BEGIN Text passage

As I’ve gotten older, I’ve realized that while money is definitely nice, it is not everything. I’ve seen it cause more problems and stress than it’s worth.
I’ve known of girls who literally sell their bodies for money. I’ve seen men sacrifice their families and themselves for money. I’ve seen people waste hours of pure drudgery doing something they didn’t even like for a days, months, years. 
For what?
I know one girl who makes it her mission to have the latest techie gadget. Then she spends so much time playing with it and showing it off that she can’t relate to others. She’ll be in her techie ‘zone,” impossible to have a conversation with. Then the toy breaks. What now?
We need to simplify.
It’s not all that easy, you say. Have you seen the recent economic figures? Have you seen the price of…well, anything?
Yes, it’s nice to have stuff, I am the first to attest. But it is nicer to have peace of mind and a lack of stress. Nicer…and more profitable, I might add. Profitable because you are not wasting brain cells worrying, so there is plenty of space to create; to problem solve, to innovate.

END Text passage

● **Problems and tasks**:
[1] According to the passage on money and simplicity, why is peace of mind more profitable than having stuff? Answer in one to three sentences.
[2] Carry the passage on money and simplicity forward from its last sentence.

BEGIN Entries provided

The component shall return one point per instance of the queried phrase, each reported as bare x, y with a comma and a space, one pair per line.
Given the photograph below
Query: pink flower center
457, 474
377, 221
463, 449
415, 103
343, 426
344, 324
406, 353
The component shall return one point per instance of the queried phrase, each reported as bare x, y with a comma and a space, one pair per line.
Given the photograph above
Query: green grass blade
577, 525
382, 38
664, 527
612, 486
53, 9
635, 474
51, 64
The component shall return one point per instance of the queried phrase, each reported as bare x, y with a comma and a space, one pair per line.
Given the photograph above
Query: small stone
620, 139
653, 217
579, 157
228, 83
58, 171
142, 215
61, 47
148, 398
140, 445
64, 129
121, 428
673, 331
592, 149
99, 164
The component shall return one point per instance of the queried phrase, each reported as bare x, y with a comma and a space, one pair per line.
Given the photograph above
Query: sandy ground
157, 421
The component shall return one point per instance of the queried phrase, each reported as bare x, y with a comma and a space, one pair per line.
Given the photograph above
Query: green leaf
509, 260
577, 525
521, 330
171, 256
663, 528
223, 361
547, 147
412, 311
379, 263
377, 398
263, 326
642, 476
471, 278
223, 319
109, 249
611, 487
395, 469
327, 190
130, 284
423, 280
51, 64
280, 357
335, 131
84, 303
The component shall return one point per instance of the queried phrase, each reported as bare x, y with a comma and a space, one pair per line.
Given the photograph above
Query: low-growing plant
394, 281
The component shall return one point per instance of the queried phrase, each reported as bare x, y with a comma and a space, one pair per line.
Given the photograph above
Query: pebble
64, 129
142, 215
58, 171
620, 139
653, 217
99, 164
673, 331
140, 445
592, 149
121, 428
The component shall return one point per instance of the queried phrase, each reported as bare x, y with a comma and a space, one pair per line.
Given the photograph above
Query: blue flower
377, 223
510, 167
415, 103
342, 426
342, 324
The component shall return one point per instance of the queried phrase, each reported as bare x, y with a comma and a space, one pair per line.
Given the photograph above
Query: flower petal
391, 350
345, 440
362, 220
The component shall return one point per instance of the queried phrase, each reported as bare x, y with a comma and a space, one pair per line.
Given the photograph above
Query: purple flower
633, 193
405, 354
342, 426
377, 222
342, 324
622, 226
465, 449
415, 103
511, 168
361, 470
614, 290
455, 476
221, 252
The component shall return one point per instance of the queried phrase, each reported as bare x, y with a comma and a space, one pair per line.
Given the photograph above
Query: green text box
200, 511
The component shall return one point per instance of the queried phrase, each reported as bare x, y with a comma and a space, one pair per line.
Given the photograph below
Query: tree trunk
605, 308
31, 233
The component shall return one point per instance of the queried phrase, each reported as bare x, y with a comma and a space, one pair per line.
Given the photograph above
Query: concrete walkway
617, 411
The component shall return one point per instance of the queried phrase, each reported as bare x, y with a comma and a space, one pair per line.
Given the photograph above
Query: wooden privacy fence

END Entries provided

● **Responses by task**:
[1] Peace of mind is more profitable because you are not wasting brain cells worrying. That leaves plenty of space to create, to solve problems and to innovate.

[2]
Ideas flow when you are relaxed; so does production.
It’s not that I don’t feel bad for people who have lost their job, I know it’s traumatic, painful and often requires an uncomfortable lifestyle change. But as an outsider, I know that money comes and goes. As an outsider, this seems like an awesome opportunity to progress. Of course, I certainly wouldn’t recognize it, if the tables were turned. And I will probably have to be reminded of this posr.
But it is nice to realize that money isn’t everything. [Thank goodness.]. You can live just as rich a life [and often richer] with little as you can a lot.